Dataset records:
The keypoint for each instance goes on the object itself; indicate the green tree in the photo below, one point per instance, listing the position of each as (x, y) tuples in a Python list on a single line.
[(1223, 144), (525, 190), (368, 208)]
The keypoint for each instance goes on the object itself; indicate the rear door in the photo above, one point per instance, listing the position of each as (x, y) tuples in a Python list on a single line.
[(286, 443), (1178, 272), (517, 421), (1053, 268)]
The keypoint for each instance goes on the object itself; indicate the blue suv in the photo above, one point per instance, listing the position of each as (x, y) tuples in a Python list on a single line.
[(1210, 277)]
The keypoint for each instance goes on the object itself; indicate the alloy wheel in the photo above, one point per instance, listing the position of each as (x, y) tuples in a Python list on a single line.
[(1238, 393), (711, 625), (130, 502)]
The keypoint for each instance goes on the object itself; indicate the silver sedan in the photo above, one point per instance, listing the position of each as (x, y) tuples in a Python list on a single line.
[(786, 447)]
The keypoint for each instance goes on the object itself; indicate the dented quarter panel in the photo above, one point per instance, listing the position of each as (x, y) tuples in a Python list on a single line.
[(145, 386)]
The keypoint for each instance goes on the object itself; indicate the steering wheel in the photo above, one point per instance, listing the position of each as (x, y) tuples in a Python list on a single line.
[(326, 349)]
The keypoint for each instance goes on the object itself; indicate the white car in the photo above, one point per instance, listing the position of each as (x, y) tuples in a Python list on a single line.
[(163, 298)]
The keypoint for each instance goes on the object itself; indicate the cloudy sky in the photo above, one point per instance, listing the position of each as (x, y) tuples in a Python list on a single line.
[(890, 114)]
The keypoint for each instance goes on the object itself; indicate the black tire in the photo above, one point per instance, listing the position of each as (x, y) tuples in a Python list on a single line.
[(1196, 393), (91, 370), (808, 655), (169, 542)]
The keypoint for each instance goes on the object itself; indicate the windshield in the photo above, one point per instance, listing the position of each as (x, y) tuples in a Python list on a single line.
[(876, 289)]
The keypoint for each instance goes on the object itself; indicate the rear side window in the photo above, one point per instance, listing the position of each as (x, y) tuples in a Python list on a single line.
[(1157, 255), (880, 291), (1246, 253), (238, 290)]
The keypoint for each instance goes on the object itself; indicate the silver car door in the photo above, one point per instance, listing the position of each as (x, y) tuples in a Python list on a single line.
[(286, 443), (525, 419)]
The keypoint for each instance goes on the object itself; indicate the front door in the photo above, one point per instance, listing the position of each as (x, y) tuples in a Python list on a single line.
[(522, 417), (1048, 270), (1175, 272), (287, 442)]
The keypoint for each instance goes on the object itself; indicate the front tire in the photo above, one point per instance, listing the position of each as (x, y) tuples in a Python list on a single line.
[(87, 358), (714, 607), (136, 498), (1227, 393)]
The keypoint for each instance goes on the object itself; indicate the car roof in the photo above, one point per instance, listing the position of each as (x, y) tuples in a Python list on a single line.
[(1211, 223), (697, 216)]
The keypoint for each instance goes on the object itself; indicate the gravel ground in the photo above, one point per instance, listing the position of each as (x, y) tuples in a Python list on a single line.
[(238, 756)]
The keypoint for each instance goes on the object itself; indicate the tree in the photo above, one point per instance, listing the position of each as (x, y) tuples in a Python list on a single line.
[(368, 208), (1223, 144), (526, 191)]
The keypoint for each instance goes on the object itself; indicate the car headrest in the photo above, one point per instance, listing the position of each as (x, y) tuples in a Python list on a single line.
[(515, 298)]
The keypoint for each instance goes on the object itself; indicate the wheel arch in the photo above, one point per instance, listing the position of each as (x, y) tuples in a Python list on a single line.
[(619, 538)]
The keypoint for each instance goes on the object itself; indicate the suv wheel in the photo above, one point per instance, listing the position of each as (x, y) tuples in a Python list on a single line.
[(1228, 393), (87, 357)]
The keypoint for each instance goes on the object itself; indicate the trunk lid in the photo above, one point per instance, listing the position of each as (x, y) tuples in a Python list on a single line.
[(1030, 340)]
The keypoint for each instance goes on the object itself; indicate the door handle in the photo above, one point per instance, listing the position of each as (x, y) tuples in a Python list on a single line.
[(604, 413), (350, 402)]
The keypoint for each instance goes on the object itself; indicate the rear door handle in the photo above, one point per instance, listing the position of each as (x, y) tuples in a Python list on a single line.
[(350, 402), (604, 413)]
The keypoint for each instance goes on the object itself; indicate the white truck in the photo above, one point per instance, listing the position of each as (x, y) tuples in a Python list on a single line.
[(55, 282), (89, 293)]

▸ Work to complete
Your reply must reproduce all records above exactly.

▸ Solution to the problem
The keypoint for each instance goes on the object itself; indicate the green tree in the photo below, one point per instance, listing the position of each as (x, y) tuples in a Python list on a single line.
[(1223, 144), (525, 190), (368, 208)]
The keypoint for each instance goes on the object itself; indicate the rear door in the photo above, one point per instance, listing the position of each as (x, y) tuples in a Python list on a single line.
[(286, 443), (1178, 272), (517, 421), (1053, 268)]
The keypoint for each instance goes on the object itself; indicate the blue suv in the photo above, one point per instance, listing the position of each as (x, y) tuples in a Python list on a single line.
[(1210, 277)]
The keypoint for each instance goes on the object itself; indicate the alloy wheel in the photo above, one point per instance, listing the position of each as (x, y) tuples in a Python list on a single line.
[(1238, 393), (711, 625), (130, 502)]
The keypoint for each instance goes on the object itself; indicate the silver sedan in the photo above, one point per instance, listing the position of each as (x, y) tuples in a Python list on a single line.
[(786, 447)]
The keypoint for each instance goes on the object itself; indicate the dented quarter panel in the photo above, one point per instance, listing the position of each as (x, y) tuples in a Python list on a single line.
[(145, 386)]
The keypoint for each instance goes on the object itself; indicate the steering wheel in the photo above, one point per instance, listing the position of each as (x, y) tuples in a Python list on a single line.
[(326, 349)]
The keypoint for each instance goes on the object itself; indicate the white car in the photo above, one point per instance, listing the position of each as (x, y) tuples in a Python list on a single line.
[(163, 298)]
The keypoint for each instance goes on the object itself; indicate the cloudy sky in the photo above, one point per instance, listing the position of each as (x, y) tuples in a Python list on a single line.
[(890, 114)]
The keypoint for each instance goes on the object itself; indicate the black tire in the photo above, one point per instance, listing the position of each as (x, y) tuples in a Python list on a single line.
[(1196, 393), (91, 370), (808, 655), (169, 542)]
The keypoint for each instance goes on the object itself; indicate the windshield in the photo above, one point per instance, listing the position of each as (x, y) tuples in a Python list on a single line.
[(876, 289)]
The keypoint for each instance goes on the object itself; indicate the rear side window in the photo above, one point per instance, listing the position of each as (x, y) tuples in a Python list on a single line.
[(1157, 255), (880, 291), (1246, 253), (238, 290)]
The keypoint for each instance goes on the object itself; indicate the silver car door in the photo above, one point per instance, listing the position of each as (x, y) tuples in a Python list on a single line.
[(286, 443), (525, 419)]
The keypoint for each instance goes on the object itself; indicate the front door in the photo above, one point per instance, listing the position of each as (x, y) tuples in a Python list on a single line.
[(522, 417), (1048, 270), (1175, 272), (287, 442)]
The keypoint for each instance goes on the object itself; indicate the front tire in the photo above, one point per instance, listing the position of each as (x, y) tuples in a Python list on a single line.
[(87, 358), (714, 607), (136, 498), (1227, 393)]
The keypoint for each instance goes on the object itself; indicate the car roof in the photo above, one point per instance, listing the position of each as (x, y) tuples in a Python list on a single line.
[(1211, 223), (697, 216)]
The keypoint for each instance goes on the object itself; indicate the gravel ground in the photo above, one point per instance, listing the position of each as (x, y) tuples in a Python list on a single line.
[(238, 756)]
The keypoint for each instance goes on the object itself; indicate the tree in the photo above, one point per instance, listing the position of each as (x, y) tuples in a Python list on a single line.
[(368, 208), (1223, 144), (526, 191)]
The keypoint for each instance goes on the object itself; indicate the car headrest in the photo above, one point per instance, listing the position of each as (x, y) tuples in a Python list on a single line.
[(515, 298)]
The keypoint for each instance goes on the object itself; indicate the wheel arch in the photo above, one point per instance, listing the position of each as (x, y) tuples in a Python list on a single line.
[(619, 538)]
The keypoint for each instance goes on the object itself; indicate the suv wheel in the photo above, one point per instance, listing the position of each as (x, y) tuples in a Python list on a single line.
[(1228, 393), (87, 357)]
The keypoint for each instance goes on the object itself; indicate the trunk lid in the photo above, one point per instance, listing the position of each as (x, y) tuples in a Python list on a single line.
[(1030, 340)]
The keypoint for each instance goes on the object itself; indicate the door handle in the photo above, one point per instance, listing the position of each as (x, y) tuples in a Python list on a single line.
[(604, 413), (350, 402)]
The keypoint for each instance goes on the object itself; indicate the rear door handle in the photo above, one point per instance, listing the position of each as (x, y) tuples in a Python list on a single line.
[(350, 402), (604, 413)]
The keypoint for each instance goes on the object itself; indicate the white truck in the photo above, one point per instance, listing the position of each as (x, y) tuples in a Python list on a single line.
[(55, 282), (89, 293)]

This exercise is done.